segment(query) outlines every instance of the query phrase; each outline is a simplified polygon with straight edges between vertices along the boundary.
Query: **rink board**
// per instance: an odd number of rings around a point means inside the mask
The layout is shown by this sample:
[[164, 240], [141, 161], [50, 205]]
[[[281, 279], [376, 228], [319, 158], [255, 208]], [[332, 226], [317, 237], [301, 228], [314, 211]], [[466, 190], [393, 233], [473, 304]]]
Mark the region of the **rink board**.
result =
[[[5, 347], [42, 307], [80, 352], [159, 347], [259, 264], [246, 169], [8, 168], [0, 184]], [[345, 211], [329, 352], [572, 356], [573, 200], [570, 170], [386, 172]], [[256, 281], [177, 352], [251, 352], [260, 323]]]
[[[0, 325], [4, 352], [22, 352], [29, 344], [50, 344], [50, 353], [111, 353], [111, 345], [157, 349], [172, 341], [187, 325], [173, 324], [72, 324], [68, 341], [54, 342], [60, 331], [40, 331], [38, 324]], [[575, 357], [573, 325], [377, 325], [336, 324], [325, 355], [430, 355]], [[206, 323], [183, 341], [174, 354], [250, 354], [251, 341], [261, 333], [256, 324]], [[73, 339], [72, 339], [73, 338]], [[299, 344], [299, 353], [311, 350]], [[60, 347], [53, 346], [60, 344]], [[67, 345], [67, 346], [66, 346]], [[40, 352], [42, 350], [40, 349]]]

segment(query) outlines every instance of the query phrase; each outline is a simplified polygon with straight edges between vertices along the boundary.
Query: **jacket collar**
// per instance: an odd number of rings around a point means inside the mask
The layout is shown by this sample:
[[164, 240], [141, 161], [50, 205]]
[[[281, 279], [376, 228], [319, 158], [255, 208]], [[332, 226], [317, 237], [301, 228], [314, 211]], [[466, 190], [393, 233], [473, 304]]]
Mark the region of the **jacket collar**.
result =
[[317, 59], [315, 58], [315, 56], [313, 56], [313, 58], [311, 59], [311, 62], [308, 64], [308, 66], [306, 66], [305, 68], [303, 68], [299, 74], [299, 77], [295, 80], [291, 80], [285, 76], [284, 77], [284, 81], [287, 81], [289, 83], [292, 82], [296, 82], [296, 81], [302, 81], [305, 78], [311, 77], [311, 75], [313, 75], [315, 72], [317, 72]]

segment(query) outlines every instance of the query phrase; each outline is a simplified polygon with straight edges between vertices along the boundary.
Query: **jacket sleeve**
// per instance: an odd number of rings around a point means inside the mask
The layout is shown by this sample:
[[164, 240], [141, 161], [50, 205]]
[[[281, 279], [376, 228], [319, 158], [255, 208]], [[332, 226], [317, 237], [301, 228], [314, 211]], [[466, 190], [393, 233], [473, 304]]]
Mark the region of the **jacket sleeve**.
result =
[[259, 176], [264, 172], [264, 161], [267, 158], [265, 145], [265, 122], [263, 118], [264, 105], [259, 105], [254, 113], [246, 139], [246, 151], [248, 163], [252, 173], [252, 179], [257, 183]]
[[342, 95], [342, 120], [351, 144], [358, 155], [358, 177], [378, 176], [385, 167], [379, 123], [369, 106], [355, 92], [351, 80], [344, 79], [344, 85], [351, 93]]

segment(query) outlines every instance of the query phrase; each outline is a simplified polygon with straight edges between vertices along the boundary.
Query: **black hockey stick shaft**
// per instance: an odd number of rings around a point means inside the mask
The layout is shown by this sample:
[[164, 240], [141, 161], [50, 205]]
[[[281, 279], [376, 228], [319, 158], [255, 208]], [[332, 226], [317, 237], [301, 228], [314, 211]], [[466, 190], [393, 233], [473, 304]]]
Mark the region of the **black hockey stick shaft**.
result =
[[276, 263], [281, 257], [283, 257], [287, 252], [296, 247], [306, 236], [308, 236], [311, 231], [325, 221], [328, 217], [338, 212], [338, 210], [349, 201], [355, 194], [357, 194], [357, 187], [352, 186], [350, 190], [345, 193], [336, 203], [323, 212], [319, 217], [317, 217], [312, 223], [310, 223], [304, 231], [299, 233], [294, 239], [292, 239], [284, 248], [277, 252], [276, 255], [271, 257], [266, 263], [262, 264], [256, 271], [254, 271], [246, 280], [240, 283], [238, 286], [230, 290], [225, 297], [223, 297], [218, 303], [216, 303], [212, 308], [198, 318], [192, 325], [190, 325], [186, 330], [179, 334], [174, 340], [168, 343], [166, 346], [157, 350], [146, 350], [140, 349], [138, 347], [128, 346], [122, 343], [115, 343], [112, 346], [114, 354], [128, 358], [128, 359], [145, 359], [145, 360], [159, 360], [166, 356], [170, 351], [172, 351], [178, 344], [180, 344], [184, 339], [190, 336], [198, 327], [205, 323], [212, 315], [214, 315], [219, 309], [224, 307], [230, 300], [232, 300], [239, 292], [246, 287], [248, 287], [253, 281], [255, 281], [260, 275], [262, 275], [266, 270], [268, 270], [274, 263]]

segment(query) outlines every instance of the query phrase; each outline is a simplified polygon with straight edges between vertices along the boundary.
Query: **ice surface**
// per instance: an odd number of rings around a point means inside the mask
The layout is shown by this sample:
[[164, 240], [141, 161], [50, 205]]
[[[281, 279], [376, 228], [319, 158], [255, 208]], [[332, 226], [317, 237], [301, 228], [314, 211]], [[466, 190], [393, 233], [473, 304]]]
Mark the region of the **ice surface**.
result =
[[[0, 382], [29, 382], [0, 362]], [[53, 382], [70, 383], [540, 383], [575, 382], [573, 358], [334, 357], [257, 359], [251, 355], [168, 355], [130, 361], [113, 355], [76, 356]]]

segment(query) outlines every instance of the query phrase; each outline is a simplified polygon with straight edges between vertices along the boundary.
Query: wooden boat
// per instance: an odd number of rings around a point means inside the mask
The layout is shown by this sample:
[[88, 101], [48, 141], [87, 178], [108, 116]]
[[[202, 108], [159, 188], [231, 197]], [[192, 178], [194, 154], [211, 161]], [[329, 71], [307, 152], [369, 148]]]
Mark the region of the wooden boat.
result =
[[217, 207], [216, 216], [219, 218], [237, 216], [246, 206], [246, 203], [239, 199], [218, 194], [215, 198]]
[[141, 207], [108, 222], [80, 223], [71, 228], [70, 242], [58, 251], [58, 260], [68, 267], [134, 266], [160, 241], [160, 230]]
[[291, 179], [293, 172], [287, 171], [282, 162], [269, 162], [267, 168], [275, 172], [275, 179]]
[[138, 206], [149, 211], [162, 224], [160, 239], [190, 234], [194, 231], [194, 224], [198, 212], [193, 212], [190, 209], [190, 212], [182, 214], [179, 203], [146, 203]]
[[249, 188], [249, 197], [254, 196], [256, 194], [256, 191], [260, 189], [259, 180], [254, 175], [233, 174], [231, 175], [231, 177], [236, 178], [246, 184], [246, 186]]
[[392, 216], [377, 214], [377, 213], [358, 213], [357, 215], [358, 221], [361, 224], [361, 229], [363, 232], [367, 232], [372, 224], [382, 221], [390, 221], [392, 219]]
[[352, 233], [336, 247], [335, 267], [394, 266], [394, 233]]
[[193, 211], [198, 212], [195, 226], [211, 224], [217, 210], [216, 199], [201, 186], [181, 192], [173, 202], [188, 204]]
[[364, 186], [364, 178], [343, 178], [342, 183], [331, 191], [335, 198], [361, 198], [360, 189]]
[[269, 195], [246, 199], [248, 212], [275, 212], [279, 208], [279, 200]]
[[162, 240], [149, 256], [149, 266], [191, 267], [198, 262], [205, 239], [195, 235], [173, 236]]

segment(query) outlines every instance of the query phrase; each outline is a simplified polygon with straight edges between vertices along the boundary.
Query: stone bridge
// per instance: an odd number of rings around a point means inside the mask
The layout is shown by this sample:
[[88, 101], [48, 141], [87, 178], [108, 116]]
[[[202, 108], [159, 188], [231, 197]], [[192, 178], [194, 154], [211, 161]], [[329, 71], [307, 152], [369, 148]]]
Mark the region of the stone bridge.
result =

------------------------------------------------------------------------

> **Problem to solve**:
Tally the lines above that contain the string "collar". Reply with the count alone.

> **Result for this task**:
2